TEKS BACAAN:
- - - - - - -
Di mana kita berada, di situlah gereja. Jadi seluruh dunia di mana kita sedang berada, di situlah gereja, jadi seluruh dunia adalah gereja. Tetapi juga marilah melihat bahwa dunia serta semesta ini adalah gereja besar itu, tubuh Kristus yang universal (Am) dan kitalah multimedia dengan berbagai pintu masuk tadi. Silakan melewati pintu yang manapun, tetapi kita ada di dalam satu gereja yang besar itu. Media besar itu. Gereja yang sesungguhnya. Gereja multimedia. Karena sesungguhnya dalam bahasa Daniel Goleman, di dalam tiap makhluk hidup, khususnya manusia, terdapat apa yang disebut “WiFi saraf” (Goleman 2015, 41), “Para ilmuwan saraf menemukan WiFi saraf ini secara kebetulan pada tahun 1992. Mereka sedang memetakan area sensori-motorik otak monyet dengan menggunakan elektroda-elektroda yang begitu tipis seperti laser yang bisa mereka tanamkan dalam satu sel otak. Ketika pada suatu siang hari yang panas ketika seorang asisten riset kembali dari istirahat sambil makan es krim. Para ilmuwan terpesona melihat sel sensori-motorik menjadi aktif ketika seekor monyet melihat si asisten mengangkat contong es krim itu ke bibirnya.”   Dan melalui media apapun juga, hubungan semakin jelas di antara manusia. Dalam bukunya yang berjudul Social Intelligence itu, Daniel Goleman mengisahkan penelitian yang dilakukan Carl Marci, seorang psikiater di Harvard Medical School: Karena sebelumnya, ilmu saraf hanya mempelajari satu otak pada setiap kesempatan. Namun sekarang dua otak dianalisis pada saat yang sama, menyingkapkan duet saraf yang hingga kini tak terbayangkan antara otak dan otak ketika orang-orang berinteraksi. Marci telah menyarikan dari datanya apa yang ia sebut sebagai “logaritma untuk empati,” suatu proses saling memengaruhi respons keringat dua orang selama mereka menikmati hubungan baik. Logaritma itu mereduksi pola fisiologi dua orang pada waktu puncak hubungan baik, ketika seseorang merasa dimengerti oleh yang lain, ke dalam persamaan matematis. (Goleman 2015, 24).
- - - - - - -
Data lokalisasi titik:

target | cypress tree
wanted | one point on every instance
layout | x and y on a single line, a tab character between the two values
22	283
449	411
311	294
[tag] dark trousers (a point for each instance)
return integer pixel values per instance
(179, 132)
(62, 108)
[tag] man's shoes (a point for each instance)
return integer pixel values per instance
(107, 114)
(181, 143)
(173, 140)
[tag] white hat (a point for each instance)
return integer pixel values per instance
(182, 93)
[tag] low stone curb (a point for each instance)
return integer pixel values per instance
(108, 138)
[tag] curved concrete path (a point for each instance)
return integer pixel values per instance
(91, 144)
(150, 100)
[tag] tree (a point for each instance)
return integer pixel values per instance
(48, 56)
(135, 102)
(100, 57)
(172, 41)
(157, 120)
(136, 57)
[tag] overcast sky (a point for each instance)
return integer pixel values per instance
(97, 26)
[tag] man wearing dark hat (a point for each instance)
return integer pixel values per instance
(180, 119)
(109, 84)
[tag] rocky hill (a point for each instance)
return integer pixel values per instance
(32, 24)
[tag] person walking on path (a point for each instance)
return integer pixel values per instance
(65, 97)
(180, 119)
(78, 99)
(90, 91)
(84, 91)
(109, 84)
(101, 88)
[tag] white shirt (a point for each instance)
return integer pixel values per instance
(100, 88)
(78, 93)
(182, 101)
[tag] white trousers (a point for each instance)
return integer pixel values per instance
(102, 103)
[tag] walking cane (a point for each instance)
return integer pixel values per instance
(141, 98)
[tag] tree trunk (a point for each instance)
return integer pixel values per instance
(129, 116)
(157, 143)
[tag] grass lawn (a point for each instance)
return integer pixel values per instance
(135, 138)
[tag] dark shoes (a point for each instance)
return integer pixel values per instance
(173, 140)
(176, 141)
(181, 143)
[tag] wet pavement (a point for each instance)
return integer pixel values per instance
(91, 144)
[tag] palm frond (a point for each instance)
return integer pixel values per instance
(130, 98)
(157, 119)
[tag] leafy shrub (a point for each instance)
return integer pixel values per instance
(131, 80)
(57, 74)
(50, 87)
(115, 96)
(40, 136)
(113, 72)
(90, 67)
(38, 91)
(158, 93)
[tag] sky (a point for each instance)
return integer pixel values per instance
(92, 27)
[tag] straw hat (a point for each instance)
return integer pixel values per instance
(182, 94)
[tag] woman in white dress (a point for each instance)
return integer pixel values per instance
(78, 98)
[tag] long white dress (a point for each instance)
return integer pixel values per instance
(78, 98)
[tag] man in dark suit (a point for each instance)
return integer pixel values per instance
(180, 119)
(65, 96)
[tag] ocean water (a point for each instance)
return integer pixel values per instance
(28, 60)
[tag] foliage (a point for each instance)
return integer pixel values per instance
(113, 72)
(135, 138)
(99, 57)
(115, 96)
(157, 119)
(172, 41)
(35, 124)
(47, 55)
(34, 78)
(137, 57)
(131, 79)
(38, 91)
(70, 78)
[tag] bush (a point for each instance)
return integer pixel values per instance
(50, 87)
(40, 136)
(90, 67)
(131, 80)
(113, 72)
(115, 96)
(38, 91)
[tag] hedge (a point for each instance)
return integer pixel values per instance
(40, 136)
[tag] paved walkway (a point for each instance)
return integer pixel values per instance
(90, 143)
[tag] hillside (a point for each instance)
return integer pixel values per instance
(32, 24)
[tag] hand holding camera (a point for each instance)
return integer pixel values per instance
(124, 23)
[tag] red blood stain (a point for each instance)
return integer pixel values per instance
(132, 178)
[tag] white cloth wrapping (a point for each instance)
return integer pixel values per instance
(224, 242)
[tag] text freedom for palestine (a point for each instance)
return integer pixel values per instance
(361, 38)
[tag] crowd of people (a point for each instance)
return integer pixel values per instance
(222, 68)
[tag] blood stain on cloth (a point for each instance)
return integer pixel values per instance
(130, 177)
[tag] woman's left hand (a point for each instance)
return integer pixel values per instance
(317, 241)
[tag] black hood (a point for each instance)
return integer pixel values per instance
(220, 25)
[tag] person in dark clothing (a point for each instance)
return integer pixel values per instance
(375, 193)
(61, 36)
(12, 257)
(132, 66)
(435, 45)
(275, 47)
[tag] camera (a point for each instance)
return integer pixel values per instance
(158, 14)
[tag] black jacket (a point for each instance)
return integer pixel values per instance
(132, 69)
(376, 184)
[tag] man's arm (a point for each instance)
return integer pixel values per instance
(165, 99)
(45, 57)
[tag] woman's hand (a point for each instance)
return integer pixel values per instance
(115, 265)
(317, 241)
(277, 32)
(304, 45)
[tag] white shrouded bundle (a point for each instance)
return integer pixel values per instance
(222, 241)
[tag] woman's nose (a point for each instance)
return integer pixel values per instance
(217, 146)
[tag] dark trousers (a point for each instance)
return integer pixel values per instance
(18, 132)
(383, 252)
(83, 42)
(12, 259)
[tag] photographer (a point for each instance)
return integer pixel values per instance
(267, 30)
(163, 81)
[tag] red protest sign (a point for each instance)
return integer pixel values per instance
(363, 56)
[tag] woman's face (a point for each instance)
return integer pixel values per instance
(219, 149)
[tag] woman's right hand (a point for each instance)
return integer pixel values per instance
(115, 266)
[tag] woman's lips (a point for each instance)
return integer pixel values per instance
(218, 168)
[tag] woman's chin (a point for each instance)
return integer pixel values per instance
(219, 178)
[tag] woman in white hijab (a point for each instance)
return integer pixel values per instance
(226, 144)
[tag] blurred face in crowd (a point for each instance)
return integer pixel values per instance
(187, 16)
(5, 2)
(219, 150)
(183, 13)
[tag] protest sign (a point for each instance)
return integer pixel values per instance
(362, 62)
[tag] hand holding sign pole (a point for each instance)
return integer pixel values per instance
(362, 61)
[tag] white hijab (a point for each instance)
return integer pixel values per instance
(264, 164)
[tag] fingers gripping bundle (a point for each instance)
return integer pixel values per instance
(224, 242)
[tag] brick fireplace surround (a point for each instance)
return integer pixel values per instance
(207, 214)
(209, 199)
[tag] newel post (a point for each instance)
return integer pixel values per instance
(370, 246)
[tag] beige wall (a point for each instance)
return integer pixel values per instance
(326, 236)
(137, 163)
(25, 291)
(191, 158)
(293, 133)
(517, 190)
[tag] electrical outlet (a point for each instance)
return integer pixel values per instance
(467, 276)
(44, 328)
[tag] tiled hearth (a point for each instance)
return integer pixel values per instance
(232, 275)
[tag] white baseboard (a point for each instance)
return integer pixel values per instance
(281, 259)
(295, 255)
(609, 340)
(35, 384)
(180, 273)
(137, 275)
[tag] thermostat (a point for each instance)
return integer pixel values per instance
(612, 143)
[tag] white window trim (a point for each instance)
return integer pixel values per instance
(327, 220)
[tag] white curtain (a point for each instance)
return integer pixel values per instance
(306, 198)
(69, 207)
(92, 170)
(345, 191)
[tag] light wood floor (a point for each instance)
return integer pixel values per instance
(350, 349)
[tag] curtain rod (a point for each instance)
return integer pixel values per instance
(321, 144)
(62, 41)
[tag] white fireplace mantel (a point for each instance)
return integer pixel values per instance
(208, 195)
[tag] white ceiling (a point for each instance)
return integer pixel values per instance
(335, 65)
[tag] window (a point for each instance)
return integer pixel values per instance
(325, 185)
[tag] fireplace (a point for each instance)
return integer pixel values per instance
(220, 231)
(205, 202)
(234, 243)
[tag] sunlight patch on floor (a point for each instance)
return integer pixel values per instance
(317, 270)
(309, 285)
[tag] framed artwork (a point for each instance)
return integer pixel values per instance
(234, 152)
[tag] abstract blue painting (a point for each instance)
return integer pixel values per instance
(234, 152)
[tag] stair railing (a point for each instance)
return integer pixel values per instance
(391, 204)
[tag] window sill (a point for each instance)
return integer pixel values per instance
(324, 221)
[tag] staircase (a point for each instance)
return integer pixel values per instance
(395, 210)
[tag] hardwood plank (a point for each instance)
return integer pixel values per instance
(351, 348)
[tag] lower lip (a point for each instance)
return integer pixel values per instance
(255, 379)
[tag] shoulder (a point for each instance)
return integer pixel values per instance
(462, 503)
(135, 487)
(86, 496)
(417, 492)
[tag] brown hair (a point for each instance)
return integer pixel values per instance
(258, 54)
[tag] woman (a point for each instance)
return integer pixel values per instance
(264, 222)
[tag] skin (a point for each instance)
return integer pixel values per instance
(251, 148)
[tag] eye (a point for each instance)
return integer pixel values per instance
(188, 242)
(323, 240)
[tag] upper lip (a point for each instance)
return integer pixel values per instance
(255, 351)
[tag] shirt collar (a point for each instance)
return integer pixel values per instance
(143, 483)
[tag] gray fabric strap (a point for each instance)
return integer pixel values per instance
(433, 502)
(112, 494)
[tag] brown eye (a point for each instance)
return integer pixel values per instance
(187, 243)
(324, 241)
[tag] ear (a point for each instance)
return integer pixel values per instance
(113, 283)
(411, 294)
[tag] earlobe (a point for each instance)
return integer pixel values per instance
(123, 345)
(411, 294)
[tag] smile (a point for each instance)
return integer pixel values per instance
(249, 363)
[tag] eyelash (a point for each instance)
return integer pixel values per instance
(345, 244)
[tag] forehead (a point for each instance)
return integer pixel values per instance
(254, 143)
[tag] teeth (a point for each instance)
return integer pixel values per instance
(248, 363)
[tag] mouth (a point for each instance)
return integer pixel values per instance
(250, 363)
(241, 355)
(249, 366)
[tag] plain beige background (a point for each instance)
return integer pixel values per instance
- - - - - - -
TUGAS DIKERJAKAN:
**a.** Apakah setiap pernyataan berikut sesuai dengan teks bacaan? Jawab ya atau tidak, lalu kutip kata-kata penentunya dari teks.
(i) Para ilmuwan saraf menemukan WiFi saraf secara kebetulan pada tahun 1992.
(ii) Carl Marci adalah psikiater di Harvard Medical School.
(iii) Sebelum penelitian Marci, ilmu saraf biasa mempelajari dua otak sekaligus.
**b.** Siapa saja manusia atau hewan yang disebut dalam teks bacaan pada kisah penemuan WiFi saraf tahun 1992?
**c.** Menurut teks bacaan, apa judul buku Daniel Goleman yang memuat kisah penelitian Carl Marci?

JAWABAN SOAL:
**a.**
(i) Ya: "Para ilmuwan saraf menemukan WiFi saraf ini secara kebetulan pada tahun 1992."
(ii) Ya: "Carl Marci, seorang psikiater di Harvard Medical School"
(iii) Tidak: "ilmu saraf hanya mempelajari satu otak pada setiap kesempatan"

**b.**
- para ilmuwan saraf
- seorang asisten riset
- seekor monyet

**c.** Social Intelligence